_SEGMENT DE TEXTE_
☆ ☆ ☆ ☆ ☆
Pour un débat argumenté

Jean-Luc Mélenchon
Intervention de Jean-Luc Mélenchon, sénateur de l'Essonne, lors du conseil national du parti socialiste, le 9 octobre 2004.


 
Chers camarades,

je crois que nous sommes tous pénétrés du sentiment de l'importance de notre débat pour l'idée socialiste en France et en Europe comme pour la France elle-même. Et je crois que cela nous crée un devoir individuel : celui de faire réussir le referendum militant. Car si nous réussissons à faire la démonstration qu'un grand parti peut avoir un débat de cette nature, aussi poignant dans ses conséquences, de manière civilisée, alors nous ferons reculer la bêtise, l'ignorance et l'habitude de se prosterner devant les puissants dans tous les partis.

Cela nécessite d'abord que nous ayons un débat argumenté. Pardon de vous dire que je préfèrerais, à l'étape à laquelle nous sommes, que nous ne nous contentions pas, qu'elles qu'en soient les facilités et souvent l'agrément, des formules générales qui reflètent la permanence de nos convictions les uns, les autres d'un débat du Conseil national à l'autre. Je souhaiterais que l'on se réfère à cet instant au texte de la Constitution elle-même. C'est déjà tellement compliqué, Camarades, pour tant d'entre nous qui n'avons peut-être pas fait les études juridiques qu'on aurait dû faire. Il y a 488 articles, dont 317 qui traitent de politiques particulières ! Il faut être aidé à lire et à comprendre et être confronté à des rédactions précises pour pouvoir faire preuve de raison critique et prendre sa décision personnelle.

Ensuite, je souhaiterais que le débat soit hiérarchisé entre ce qui est le principal, répondre oui ou non a la Constitution, et ce qui est subordonné (je n'ai pas dit subalterne) toutes les autres questions, incluse celle de la Turquie. En effet, sur ce point, je voudrais vous dire que, pour ma part, j'y réponds différemment selon qu'on aura adopté cette Constitution ou qu'on l'aura refusée.
☆ ☆ ☆ ☆ ☆
_EXTRAIT SOURCE_

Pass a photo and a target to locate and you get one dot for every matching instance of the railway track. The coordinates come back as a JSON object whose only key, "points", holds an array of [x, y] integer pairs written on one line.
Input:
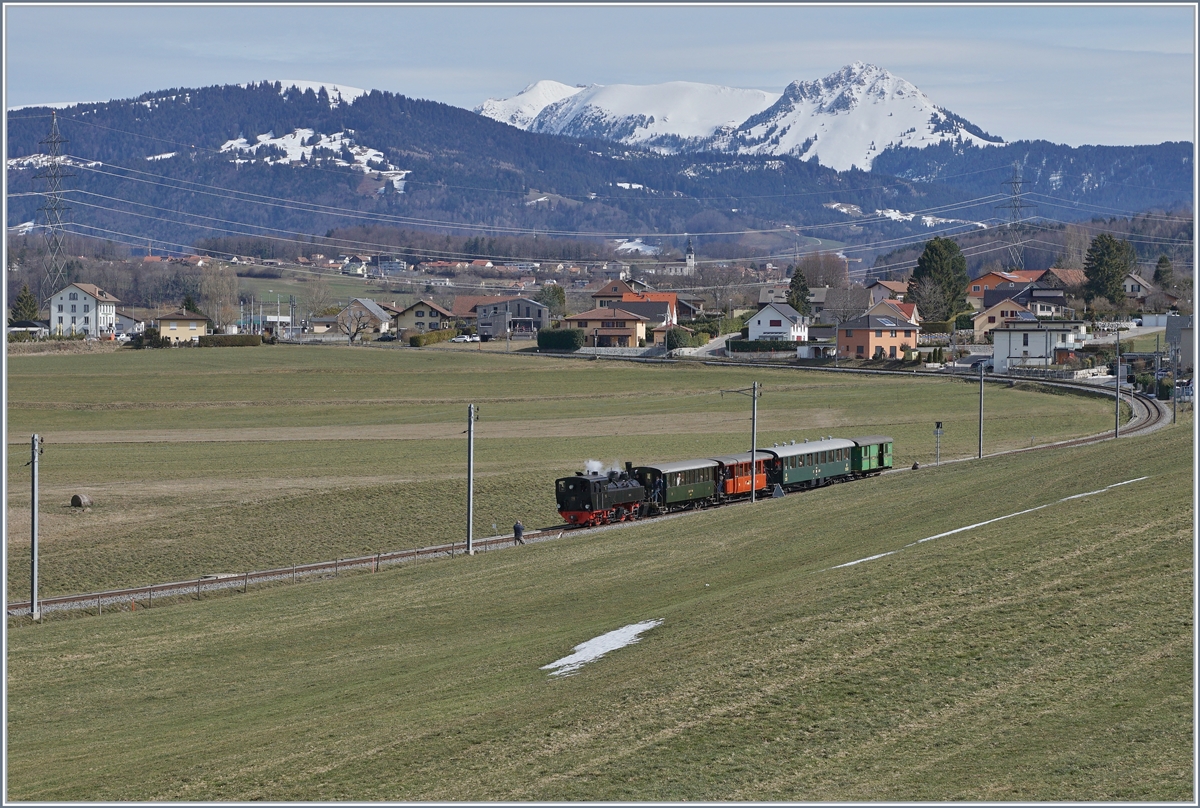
{"points": [[1149, 414]]}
☆ ☆ ☆ ☆ ☆
_TRAVAIL À FAIRE_
Pouvez-vous recopier intégralement le texte sur le débat argumenté, sans y changer un seul mot ? Appuyez-vous uniquement sur le texte.

_RÉPONSE RÉDIGÉE_
Pour un débat argumenté

Jean-Luc Mélenchon
Intervention de Jean-Luc Mélenchon, sénateur de l'Essonne, lors du conseil national du parti socialiste, le 9 octobre 2004.


 
Chers camarades,

je crois que nous sommes tous pénétrés du sentiment de l'importance de notre débat pour l'idée socialiste en France et en Europe comme pour la France elle-même. Et je crois que cela nous crée un devoir individuel : celui de faire réussir le referendum militant. Car si nous réussissons à faire la démonstration qu'un grand parti peut avoir un débat de cette nature, aussi poignant dans ses conséquences, de manière civilisée, alors nous ferons reculer la bêtise, l'ignorance et l'habitude de se prosterner devant les puissants dans tous les partis.

Cela nécessite d'abord que nous ayons un débat argumenté. Pardon de vous dire que je préfèrerais, à l'étape à laquelle nous sommes, que nous ne nous contentions pas, qu'elles qu'en soient les facilités et souvent l'agrément, des formules générales qui reflètent la permanence de nos convictions les uns, les autres d'un débat du Conseil national à l'autre. Je souhaiterais que l'on se réfère à cet instant au texte de la Constitution elle-même. C'est déjà tellement compliqué, Camarades, pour tant d'entre nous qui n'avons peut-être pas fait les études juridiques qu'on aurait dû faire. Il y a 488 articles, dont 317 qui traitent de politiques particulières ! Il faut être aidé à lire et à comprendre et être confronté à des rédactions précises pour pouvoir faire preuve de raison critique et prendre sa décision personnelle.

Ensuite, je souhaiterais que le débat soit hiérarchisé entre ce qui est le principal, répondre oui ou non a la Constitution, et ce qui est subordonné (je n'ai pas dit subalterne) toutes les autres questions, incluse celle de la Turquie. En effet, sur ce point, je voudrais vous dire que, pour ma part, j'y réponds différemment selon qu'on aura adopté cette Constitution ou qu'on l'aura refusée.